Quelle:
________________________

So langsam aber sicher sollte es sich rumgesprochen haben, wer sich alles hinter VON SPAR verbirgt, und was bei dieser Band Sache ist. Nennen wir es Electro-Dance-Punk, oder eine eigenwillige Mixtur aus den GOLDENEN ZITRONEN, GANG OF FOUR und THE RAPTURE, was Thomas Mahmoud (THE OLIVER TWIST) und Philipp Janzen (URLAUB IN POLEN) auf die Beine stellen. Zu Beginn des Jahres 2003 gegründet, folgte kurz darauf die erste sagenhafte EP „Vielen Dank für Ihr Verständnis“. Jetzt, kein Jahr später, „Die uneingeschränkte Freiheit der privaten Initiative“.

Ein Debüt, bei dem vorschnell ein böses Urteil gefällt werden könnte: Klingt bei halbherzigem Hinhören nach Berlin-Mitte. Stop! Denn lässt man sich auf die zehn Stücke der Platte ein, entpuppen sich VON SPAR aus Köln nicht als weitere Phrasenschwinger der Hauptstadt, sondern als äußerst innovative Musiker, die mit der Zweckentfremdung des Gedankenguts anderer Neues schaffen. „Ich bin eine Ich-Maschine, ich bin eine Ich-AG“ oder „Wir brauchen mehr Dynamit, Regie!“ sind vielleicht auch nur simple Textzeilen, aber solche, die dennoch Parolen gleichen. Umso verwunderlicher ist daher, wie Joachim in der letzten Ausgabe über das Trio schreibt: „Was bleibt ist der Eindruck, einer halbgaren Scheibe, die von den richtigen (netten!) Menschen mit den richtigen Ideen und Intentionen gemacht wird, aber das macht eben noch keine gute Platte. Aber okay, ich gestehe ein, dass man das als Germanistik-Erstsemester, neu angekommen in der großen Stadt, vielleicht anders sieht.“ Einspruch (von einem nicht Germanistik-Erstsemester, der auch schon etwas länger in der großen Stadt lebt)! Zugegeben, „Die Uneingeschränkte Freiheit der Privaten Initiative“ ist ein zweifelsohne polarisierendes Werk, aber sicherlich nicht halbgar, vielmehr normbrechend, was Platte und Band wiederum nicht zur leichten Kost verkommen lässt. An einem der wenigen Sommertage in diesem Jahr nahmen Christopher Marquez (Bass, Gitarre, Programming) und Philipp Janzen (Schlagzeug, Percussion, Piano, Programming) in der Küche ihrer gemeinsamen Parterre-Wohnung Stellung zur Supergroup VON SPAR.

________________________

Aufgeführte Einträge:
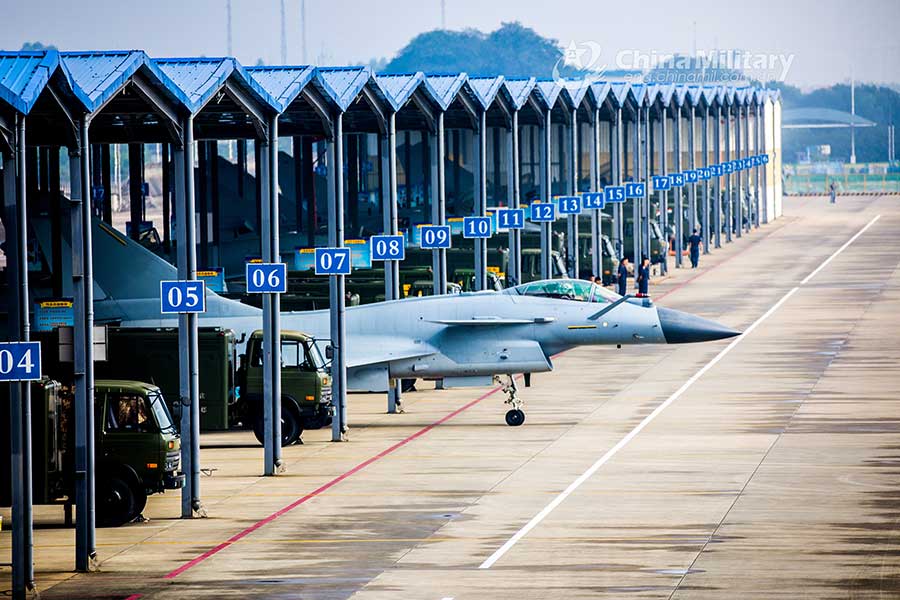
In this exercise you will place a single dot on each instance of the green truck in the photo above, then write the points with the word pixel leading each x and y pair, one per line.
pixel 230 385
pixel 137 450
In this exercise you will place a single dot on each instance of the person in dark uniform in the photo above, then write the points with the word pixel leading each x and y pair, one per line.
pixel 622 276
pixel 643 277
pixel 695 240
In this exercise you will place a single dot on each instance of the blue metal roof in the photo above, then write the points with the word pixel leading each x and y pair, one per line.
pixel 24 75
pixel 621 90
pixel 485 89
pixel 548 92
pixel 198 79
pixel 601 91
pixel 283 84
pixel 397 88
pixel 342 84
pixel 519 90
pixel 444 87
pixel 101 75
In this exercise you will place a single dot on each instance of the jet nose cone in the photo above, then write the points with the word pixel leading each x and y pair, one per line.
pixel 684 328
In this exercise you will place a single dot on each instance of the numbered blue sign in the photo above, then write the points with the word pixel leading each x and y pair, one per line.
pixel 387 247
pixel 435 237
pixel 266 278
pixel 569 205
pixel 592 200
pixel 634 189
pixel 477 227
pixel 20 361
pixel 181 297
pixel 615 193
pixel 511 218
pixel 542 212
pixel 332 261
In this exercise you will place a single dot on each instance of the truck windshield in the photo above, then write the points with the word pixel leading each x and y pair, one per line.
pixel 161 412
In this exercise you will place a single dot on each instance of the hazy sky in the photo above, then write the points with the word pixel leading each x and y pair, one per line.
pixel 828 38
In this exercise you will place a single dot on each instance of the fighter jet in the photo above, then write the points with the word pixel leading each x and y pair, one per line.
pixel 464 339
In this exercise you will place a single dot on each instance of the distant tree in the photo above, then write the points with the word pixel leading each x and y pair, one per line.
pixel 512 50
pixel 37 46
pixel 877 103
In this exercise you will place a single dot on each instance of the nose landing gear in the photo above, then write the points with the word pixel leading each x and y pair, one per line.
pixel 515 416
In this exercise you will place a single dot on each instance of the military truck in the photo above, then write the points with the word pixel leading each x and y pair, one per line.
pixel 137 450
pixel 305 386
pixel 230 389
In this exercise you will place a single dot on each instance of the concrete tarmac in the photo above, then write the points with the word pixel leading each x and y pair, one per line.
pixel 772 470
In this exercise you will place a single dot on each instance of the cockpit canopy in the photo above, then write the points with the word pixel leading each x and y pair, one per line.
pixel 576 290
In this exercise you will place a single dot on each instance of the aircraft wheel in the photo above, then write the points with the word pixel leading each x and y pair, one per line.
pixel 515 417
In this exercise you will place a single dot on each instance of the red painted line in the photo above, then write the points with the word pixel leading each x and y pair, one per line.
pixel 303 499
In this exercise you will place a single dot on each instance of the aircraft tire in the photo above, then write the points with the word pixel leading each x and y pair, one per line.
pixel 515 417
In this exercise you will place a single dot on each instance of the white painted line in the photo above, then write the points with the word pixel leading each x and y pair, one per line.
pixel 535 521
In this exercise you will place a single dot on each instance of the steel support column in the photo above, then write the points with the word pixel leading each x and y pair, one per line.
pixel 645 199
pixel 271 253
pixel 704 183
pixel 439 203
pixel 636 226
pixel 664 194
pixel 188 366
pixel 692 165
pixel 514 271
pixel 678 213
pixel 729 199
pixel 717 189
pixel 389 213
pixel 546 193
pixel 15 198
pixel 572 220
pixel 480 208
pixel 336 285
pixel 597 214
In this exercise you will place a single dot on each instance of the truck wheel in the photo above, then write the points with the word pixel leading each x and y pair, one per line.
pixel 119 501
pixel 291 428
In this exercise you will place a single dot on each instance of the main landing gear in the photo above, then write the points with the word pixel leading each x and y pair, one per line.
pixel 515 416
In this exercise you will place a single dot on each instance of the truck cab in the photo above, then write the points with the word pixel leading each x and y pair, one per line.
pixel 305 385
pixel 138 450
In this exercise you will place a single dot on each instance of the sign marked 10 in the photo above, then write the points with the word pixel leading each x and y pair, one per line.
pixel 477 227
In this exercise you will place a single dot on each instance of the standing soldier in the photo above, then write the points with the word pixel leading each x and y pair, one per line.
pixel 695 241
pixel 643 278
pixel 622 276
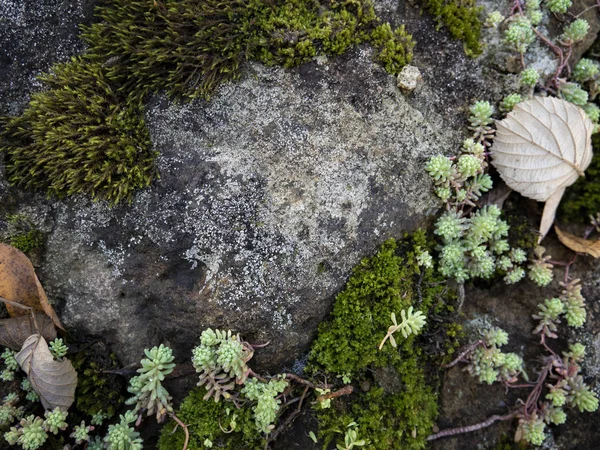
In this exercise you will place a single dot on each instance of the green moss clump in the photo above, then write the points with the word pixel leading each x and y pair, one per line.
pixel 582 200
pixel 22 234
pixel 26 242
pixel 80 136
pixel 394 48
pixel 399 409
pixel 206 420
pixel 462 20
pixel 97 391
pixel 188 48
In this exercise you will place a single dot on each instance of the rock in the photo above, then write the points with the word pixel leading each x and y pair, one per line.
pixel 270 194
pixel 34 34
pixel 409 78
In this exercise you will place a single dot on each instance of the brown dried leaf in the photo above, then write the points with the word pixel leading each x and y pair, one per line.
pixel 541 148
pixel 53 381
pixel 19 284
pixel 578 244
pixel 14 331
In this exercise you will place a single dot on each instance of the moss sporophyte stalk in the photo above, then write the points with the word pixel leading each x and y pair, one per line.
pixel 85 132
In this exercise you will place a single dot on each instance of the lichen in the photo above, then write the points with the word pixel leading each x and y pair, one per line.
pixel 461 18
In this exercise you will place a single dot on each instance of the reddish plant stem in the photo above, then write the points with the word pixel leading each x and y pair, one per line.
pixel 532 399
pixel 299 380
pixel 478 426
pixel 185 430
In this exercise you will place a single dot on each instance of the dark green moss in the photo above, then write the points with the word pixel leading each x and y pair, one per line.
pixel 80 136
pixel 188 48
pixel 26 242
pixel 206 419
pixel 583 198
pixel 22 234
pixel 97 391
pixel 399 408
pixel 461 18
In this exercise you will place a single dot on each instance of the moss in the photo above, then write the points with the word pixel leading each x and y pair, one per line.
pixel 461 18
pixel 80 136
pixel 583 198
pixel 188 48
pixel 394 48
pixel 207 419
pixel 86 134
pixel 399 409
pixel 26 242
pixel 22 234
pixel 97 391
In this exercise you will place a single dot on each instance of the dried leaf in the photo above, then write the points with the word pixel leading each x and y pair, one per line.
pixel 541 148
pixel 19 284
pixel 578 244
pixel 14 331
pixel 53 381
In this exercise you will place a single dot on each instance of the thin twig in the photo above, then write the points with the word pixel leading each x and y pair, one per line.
pixel 468 429
pixel 299 380
pixel 346 390
pixel 464 353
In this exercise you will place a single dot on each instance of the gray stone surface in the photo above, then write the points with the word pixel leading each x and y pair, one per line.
pixel 269 194
pixel 34 34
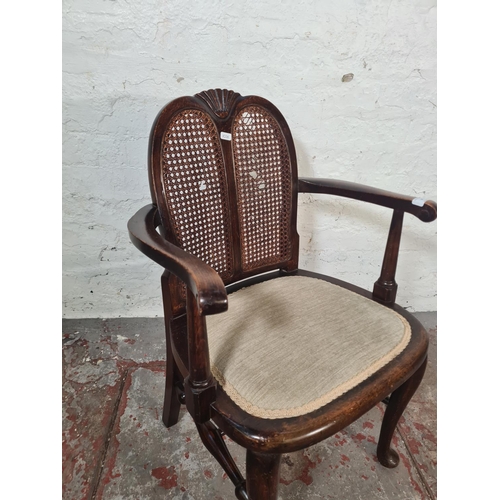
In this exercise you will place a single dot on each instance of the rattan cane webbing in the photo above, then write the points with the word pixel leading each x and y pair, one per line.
pixel 263 181
pixel 195 189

________________________

Worum es geht: Wie geht der Artikel über die Band VON SPAR weiter? Führe ihn im Anschluss an seinen letzten Satz fort.

Deine Antwort:
VON SPAR – Band oder „nur“ ein Projekt neben THE OLIVER TWIST und URLAUB IN POLEN?

Philipp:
„VON SPAR ist eine absolut eigenständige Geschichte neben TOT und UIP. Wie sich das weiterentwickelt? Keine Ahnung. Christopher und ich hatten bereits zusammen Musik gemacht, und wir wollten schon seit längerer Zeit auch mal etwas gemeinsam mit Thomas machen. Falls wir in einem Jahr keine Lust mehr haben, dann lassen wir es sein, selbst wenn es dann garantiert Knatsch mit dem Label geben wird, haha.“

Leiden TOT und UIP unter VON SPAR oder habt ihr genügend Ideen?

Philipp:
„Natürlich leiden sie nicht darunter, denn es geht bei VON SPAR ja um etwas völlig anderes. Wir alle wollten nicht immer nur mit einer bestimmten Musikrichtung arbeiten, und ich persönlich hatte jede Menge Lust, neben UIP mit neuen Sachen zu experimentieren.“

Gibt es irgendein Konzept hinter dem Album?

Philipp:
„Es gab anfangs kein wirkliches Konzept. Nachdem wir drei in unserem kleinen Studio zusammen saßen, hat sich alles langsam entwickelt bis die erste 12“ fertig war. Wir haben am Computer Schritt für Schritt die Spuren gemacht, sind dann in den Proberaum gegangen, um für Konzerte zu üben und haben aus der Schnittmenge im Studio die endgültigen Stücke für das Album zusammengefügt. Wichtig war, dass es mehr live als nach Festplattenrock klingen sollte.“
Christopher: „Ja, der Grundgedanke war, die Platte so aufzunehmen, wie wir sie auch live umsetzen können.“

Welche Gewichtung haben die Inhalte eurer Songs im VON SPAR-System?

Philipp:
„Wir vertreten eine bestimmte politische Grundeinstellung, die in den Texten thematisiert wird. Es geht uns nicht darum, die Leute zu belehren oder politisch zu erziehen. Vielmehr verarbeiten wir persönliches, in unserem Fall oftmals mit politischem Inhalt gefärbt, weil wir uns nicht verstellen wollen. Letztendlich reden wir hier aber von nichts anderem als Popkultur und keinem Mittel zur Revolution.“
Christopher: „Wenn die Leute zu unserer Musik tanzen wollen oder sie sich einfach nur die Platte anhören wollen, bitte. Wenn sie sich auf das Sofa setzen wollen und eine Textanalyse machen möchten, auch gut.“

Warum L‘Age D‘Or? Wäre es nicht nahe liegender gewesen, wie mit TOT und UIP über Rakete zu veröffentlichen?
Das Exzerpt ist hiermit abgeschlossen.